Saved data entries:
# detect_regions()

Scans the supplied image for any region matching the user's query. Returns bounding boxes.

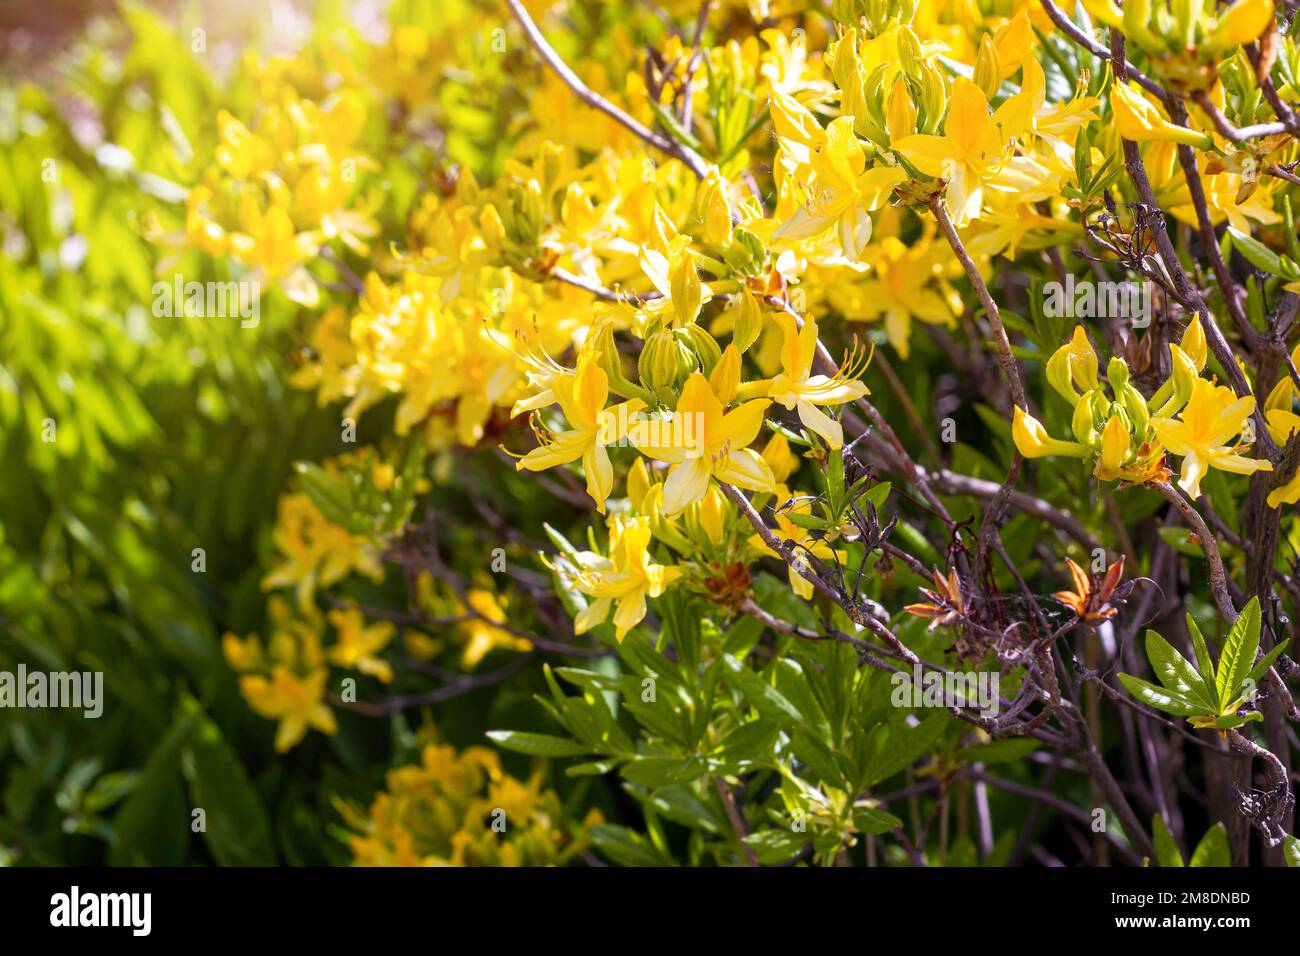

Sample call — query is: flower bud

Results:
[639,327,693,402]
[1098,414,1131,475]
[886,78,917,142]
[697,170,732,248]
[897,26,923,81]
[919,61,948,134]
[677,322,722,377]
[670,254,703,326]
[1107,356,1130,393]
[710,344,742,402]
[973,35,1002,100]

Work to complete
Set down the entries above exactly, and keep every picture out of your copy.

Response area
# detect_regions()

Scans the supplied image for any region matching the user's query. Returns bounding boxes.


Sample call — query is: flower bud

Results:
[639,327,693,402]
[1098,414,1131,475]
[886,78,917,142]
[697,170,732,248]
[897,26,923,81]
[919,61,948,134]
[677,322,722,377]
[670,254,703,326]
[1107,356,1130,393]
[710,344,742,402]
[973,35,1002,100]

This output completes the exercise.